## TASK DESCRIPTION:
Output only the lines that run from the line holding "of the perched" to the end of the entries, both ends included, and skip the pictures.

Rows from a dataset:
::::::::::

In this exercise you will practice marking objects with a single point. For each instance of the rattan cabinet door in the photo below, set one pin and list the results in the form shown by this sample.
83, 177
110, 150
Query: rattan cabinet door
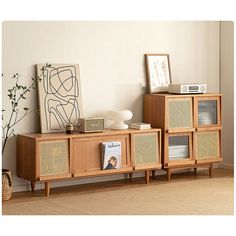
208, 111
145, 150
54, 157
208, 145
179, 113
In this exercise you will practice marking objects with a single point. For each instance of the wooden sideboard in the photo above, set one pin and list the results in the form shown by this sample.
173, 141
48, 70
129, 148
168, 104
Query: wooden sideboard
49, 157
191, 128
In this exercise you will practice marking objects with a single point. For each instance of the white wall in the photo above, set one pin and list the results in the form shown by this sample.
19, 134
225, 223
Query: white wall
111, 58
227, 88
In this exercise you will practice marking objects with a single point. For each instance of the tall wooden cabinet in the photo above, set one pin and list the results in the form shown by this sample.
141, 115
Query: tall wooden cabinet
191, 126
48, 157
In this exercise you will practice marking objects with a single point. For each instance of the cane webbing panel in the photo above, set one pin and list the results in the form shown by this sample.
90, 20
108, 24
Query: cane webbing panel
146, 149
208, 145
54, 157
180, 114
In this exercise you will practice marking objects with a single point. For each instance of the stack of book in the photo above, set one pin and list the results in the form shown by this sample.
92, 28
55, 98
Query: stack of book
111, 155
140, 125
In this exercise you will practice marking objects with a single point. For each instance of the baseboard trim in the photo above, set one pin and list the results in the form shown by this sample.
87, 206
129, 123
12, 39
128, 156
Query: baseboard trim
226, 166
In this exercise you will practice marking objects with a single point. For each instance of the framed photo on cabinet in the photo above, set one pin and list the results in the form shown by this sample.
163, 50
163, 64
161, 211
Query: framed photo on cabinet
158, 72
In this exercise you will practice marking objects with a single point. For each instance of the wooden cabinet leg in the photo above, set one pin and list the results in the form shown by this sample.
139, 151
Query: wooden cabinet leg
147, 176
153, 173
130, 176
168, 174
47, 189
32, 186
210, 170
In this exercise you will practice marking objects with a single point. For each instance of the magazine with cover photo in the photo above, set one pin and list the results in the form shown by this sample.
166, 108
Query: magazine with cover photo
111, 155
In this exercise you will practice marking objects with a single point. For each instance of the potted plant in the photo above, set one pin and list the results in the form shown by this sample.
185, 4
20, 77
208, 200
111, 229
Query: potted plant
16, 94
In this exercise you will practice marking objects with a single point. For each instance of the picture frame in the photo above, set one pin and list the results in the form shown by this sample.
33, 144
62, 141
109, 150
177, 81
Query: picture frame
60, 99
158, 72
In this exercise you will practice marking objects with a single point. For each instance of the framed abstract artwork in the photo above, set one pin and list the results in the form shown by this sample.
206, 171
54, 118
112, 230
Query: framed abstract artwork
158, 72
60, 100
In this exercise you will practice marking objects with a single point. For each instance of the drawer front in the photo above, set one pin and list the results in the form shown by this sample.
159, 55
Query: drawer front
207, 145
54, 157
145, 149
179, 113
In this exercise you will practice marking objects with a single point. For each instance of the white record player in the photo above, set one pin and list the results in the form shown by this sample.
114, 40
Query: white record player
187, 88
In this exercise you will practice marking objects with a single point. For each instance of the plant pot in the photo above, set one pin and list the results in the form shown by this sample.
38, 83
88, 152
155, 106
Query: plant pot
7, 187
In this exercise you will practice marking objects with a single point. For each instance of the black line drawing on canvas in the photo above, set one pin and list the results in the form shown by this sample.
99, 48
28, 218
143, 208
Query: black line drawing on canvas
61, 94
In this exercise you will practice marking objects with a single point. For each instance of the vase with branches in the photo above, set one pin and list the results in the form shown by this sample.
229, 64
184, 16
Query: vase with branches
16, 94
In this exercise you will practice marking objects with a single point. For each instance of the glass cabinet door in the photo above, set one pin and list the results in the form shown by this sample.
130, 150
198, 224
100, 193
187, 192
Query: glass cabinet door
207, 145
179, 113
179, 147
208, 112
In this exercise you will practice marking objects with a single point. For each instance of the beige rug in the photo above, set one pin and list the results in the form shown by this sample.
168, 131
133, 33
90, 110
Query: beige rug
185, 194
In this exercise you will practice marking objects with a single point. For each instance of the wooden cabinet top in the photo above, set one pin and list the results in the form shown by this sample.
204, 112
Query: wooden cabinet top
106, 132
184, 95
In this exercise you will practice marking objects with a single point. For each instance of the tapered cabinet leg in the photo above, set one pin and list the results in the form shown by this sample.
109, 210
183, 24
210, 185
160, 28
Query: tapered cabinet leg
47, 189
210, 170
130, 176
33, 186
147, 174
168, 174
153, 173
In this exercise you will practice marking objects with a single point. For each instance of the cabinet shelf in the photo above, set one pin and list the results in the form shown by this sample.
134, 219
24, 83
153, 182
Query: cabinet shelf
196, 118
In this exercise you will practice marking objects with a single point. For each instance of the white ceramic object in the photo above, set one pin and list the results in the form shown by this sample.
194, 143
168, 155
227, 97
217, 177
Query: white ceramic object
119, 117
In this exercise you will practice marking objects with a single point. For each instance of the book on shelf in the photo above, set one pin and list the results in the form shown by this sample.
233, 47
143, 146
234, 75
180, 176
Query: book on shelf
140, 125
111, 155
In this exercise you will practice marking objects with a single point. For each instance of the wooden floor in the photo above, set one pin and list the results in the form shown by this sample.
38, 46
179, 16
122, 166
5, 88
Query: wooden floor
185, 194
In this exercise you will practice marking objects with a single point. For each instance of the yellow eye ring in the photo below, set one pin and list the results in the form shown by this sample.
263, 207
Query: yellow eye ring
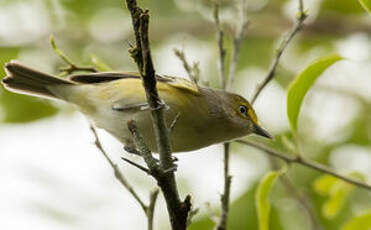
243, 109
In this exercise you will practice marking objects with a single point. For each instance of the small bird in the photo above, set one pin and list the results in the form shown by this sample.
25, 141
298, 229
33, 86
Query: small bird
201, 116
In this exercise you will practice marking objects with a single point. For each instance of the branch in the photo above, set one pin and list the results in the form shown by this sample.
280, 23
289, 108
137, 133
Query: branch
163, 173
237, 39
148, 210
222, 225
305, 162
192, 71
300, 18
222, 51
118, 174
151, 208
177, 210
71, 66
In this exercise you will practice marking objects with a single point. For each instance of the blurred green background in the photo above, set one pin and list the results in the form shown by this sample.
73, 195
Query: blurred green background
334, 125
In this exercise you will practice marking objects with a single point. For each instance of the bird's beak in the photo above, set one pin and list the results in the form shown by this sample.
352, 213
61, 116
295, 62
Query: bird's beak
261, 132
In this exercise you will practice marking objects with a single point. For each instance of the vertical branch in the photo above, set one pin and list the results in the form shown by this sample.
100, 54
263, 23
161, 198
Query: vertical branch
151, 208
222, 51
237, 39
164, 173
300, 18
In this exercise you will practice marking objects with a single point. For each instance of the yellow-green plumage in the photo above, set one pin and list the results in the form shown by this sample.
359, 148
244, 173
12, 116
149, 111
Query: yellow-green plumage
110, 100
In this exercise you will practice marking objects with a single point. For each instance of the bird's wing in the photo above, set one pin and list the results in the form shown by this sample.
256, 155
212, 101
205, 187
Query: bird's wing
176, 82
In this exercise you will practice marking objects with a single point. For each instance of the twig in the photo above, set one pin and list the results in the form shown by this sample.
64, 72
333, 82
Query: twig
302, 199
118, 174
192, 71
306, 162
172, 125
222, 51
177, 213
144, 169
237, 39
71, 66
300, 18
177, 209
222, 225
151, 208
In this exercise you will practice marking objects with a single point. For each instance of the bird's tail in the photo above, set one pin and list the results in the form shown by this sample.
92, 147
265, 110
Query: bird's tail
24, 80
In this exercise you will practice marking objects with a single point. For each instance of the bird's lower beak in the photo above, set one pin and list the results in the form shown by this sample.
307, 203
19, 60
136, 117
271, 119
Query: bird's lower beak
261, 132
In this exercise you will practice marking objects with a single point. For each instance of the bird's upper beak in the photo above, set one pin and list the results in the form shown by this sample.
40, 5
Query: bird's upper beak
261, 132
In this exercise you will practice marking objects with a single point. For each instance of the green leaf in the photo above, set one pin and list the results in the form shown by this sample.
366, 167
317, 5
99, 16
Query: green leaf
302, 83
366, 4
262, 198
337, 190
359, 222
323, 184
338, 197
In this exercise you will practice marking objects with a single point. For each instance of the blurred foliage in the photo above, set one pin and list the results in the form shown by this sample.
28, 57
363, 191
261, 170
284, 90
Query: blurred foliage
362, 221
341, 6
72, 21
366, 4
262, 198
302, 84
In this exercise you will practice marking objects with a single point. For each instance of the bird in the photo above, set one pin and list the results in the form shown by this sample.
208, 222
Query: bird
201, 116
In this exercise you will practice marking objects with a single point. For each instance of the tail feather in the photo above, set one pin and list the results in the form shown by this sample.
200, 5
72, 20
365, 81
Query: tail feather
25, 80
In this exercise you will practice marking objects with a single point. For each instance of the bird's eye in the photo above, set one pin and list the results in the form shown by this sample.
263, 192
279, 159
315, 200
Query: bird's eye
243, 109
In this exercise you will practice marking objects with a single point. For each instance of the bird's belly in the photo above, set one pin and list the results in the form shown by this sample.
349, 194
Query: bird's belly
185, 136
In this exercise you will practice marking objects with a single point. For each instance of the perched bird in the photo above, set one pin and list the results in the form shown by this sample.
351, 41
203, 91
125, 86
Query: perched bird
204, 116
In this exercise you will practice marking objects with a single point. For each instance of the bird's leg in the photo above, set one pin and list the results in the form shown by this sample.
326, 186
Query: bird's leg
132, 150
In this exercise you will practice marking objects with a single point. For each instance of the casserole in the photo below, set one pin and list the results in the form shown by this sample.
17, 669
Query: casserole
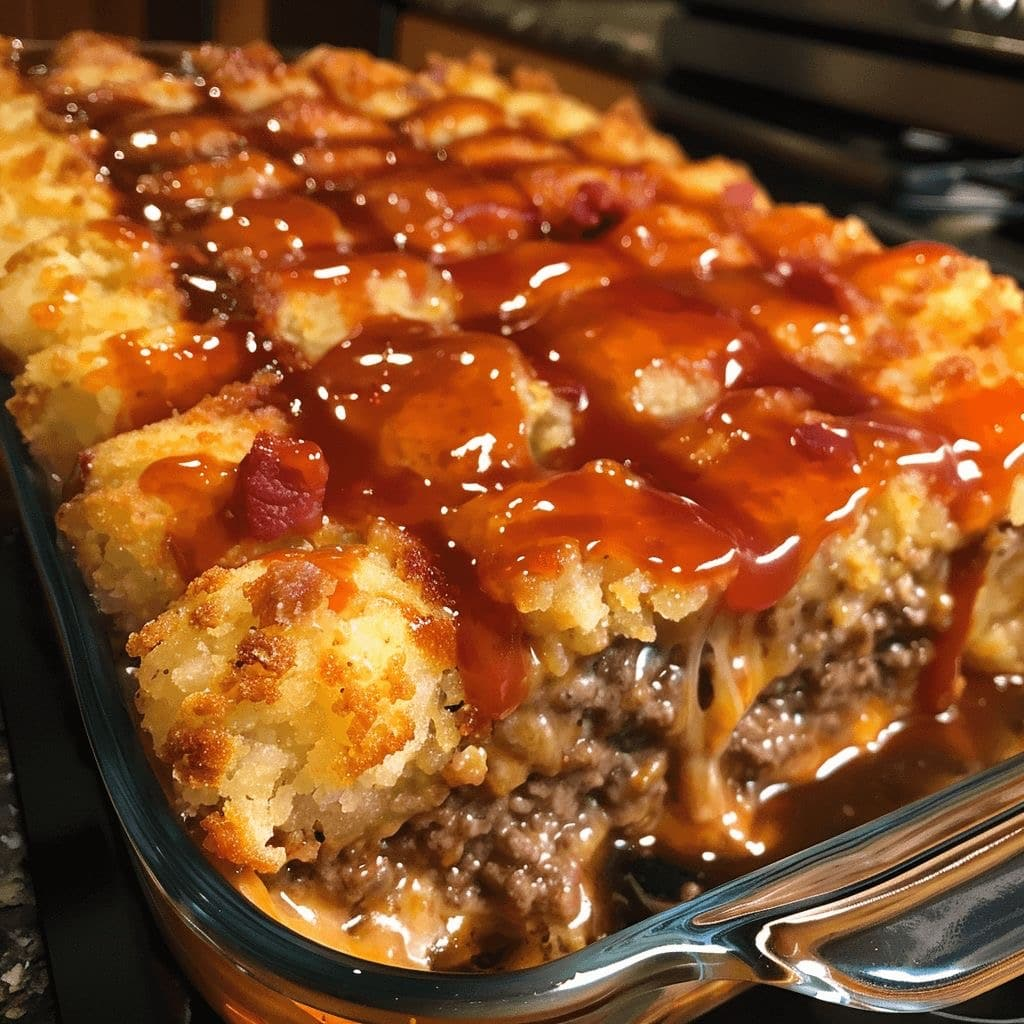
937, 881
244, 239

::::::::::

## TASK RESPONSE:
In this exercise you will practice marking objects with a single point. For each instance of the perched bird in the photo above, set one pin and list the results in the form shown by this sample.
351, 41
203, 91
125, 86
Query: perched bird
204, 116
In this exercise you will practice marking objects with a single point. For each instance of the bird's leg in the photo above, set one pin and list the results in the form shown by this sample.
326, 186
Query: bird's leg
132, 150
In this exercise you will practice marking objects with a single point. For each instance of the casserole in the photo below, set one pin and list the results in the form shown by this sample.
17, 669
Query: casserole
937, 881
244, 239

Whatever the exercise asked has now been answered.